→ **DATA PROVIDED**

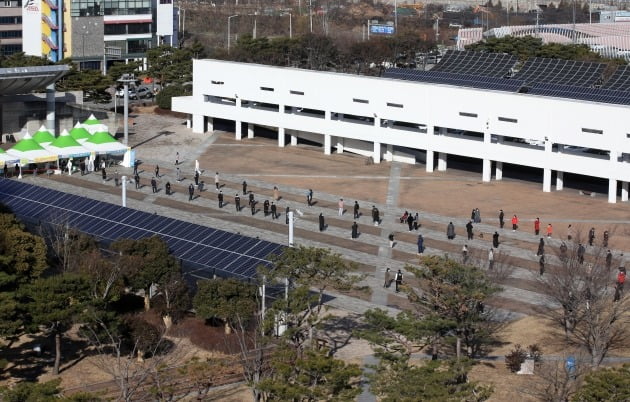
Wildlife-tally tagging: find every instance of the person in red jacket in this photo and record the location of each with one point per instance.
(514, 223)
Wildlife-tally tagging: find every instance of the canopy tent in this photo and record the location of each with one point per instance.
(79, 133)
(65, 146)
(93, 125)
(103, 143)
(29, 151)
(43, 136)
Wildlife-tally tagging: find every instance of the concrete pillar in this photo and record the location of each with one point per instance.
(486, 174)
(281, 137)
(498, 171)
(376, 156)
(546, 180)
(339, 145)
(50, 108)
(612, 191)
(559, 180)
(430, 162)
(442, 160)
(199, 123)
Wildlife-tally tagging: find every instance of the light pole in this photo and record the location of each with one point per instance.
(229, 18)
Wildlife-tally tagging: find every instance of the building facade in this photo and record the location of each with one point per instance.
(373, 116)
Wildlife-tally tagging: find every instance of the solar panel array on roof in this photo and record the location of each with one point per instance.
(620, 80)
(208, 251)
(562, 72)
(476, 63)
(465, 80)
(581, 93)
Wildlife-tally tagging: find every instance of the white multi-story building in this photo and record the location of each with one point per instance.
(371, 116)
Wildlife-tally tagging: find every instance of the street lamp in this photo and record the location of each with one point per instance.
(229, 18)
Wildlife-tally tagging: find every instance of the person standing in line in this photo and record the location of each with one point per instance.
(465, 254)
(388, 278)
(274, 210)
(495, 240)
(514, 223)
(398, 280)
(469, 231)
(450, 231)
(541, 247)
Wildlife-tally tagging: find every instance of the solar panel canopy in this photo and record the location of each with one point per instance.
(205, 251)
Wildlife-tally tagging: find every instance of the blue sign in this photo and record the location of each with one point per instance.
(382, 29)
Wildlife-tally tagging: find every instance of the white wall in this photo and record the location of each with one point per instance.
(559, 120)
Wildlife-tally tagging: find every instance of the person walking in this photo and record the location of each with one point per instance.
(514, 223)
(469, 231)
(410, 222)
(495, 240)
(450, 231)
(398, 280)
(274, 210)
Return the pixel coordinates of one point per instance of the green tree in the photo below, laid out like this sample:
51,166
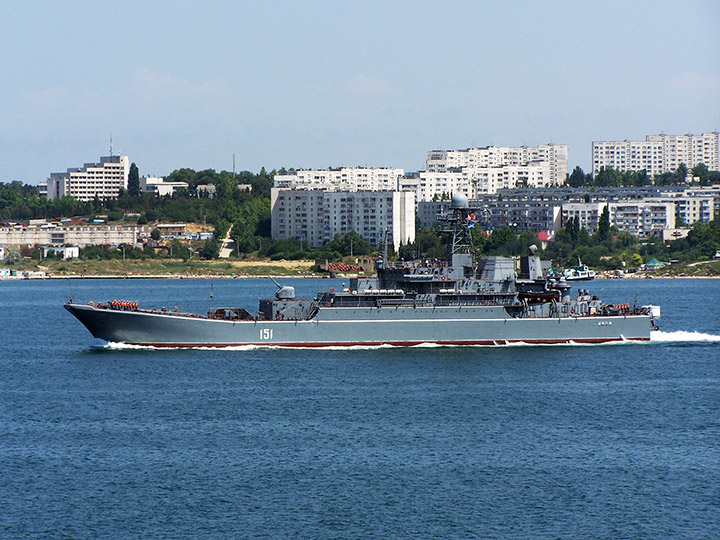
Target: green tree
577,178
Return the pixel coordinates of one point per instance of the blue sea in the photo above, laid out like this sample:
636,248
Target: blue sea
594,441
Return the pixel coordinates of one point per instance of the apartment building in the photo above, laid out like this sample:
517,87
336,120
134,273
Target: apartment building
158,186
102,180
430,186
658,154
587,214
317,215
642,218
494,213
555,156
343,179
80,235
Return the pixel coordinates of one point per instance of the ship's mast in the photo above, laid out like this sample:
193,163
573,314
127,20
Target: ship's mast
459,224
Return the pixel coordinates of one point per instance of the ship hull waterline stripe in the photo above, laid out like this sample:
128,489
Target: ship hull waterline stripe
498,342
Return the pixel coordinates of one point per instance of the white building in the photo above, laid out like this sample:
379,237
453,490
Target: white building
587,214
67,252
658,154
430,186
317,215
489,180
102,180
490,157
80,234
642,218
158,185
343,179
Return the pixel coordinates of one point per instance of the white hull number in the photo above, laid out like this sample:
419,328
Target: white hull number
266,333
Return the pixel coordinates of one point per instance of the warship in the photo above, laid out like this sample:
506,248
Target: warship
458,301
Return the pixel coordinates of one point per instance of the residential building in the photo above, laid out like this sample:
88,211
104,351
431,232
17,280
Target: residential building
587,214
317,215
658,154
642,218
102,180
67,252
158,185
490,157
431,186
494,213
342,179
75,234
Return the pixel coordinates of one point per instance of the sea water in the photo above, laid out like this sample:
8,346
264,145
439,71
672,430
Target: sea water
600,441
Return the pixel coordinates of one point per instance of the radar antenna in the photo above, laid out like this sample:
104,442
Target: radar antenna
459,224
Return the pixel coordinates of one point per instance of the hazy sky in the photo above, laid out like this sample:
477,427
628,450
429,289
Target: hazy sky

→ **TASK ITEM**
A single number is the whole answer here: the number of lines in the data containing "hazy".

→ **TASK OUTPUT**
2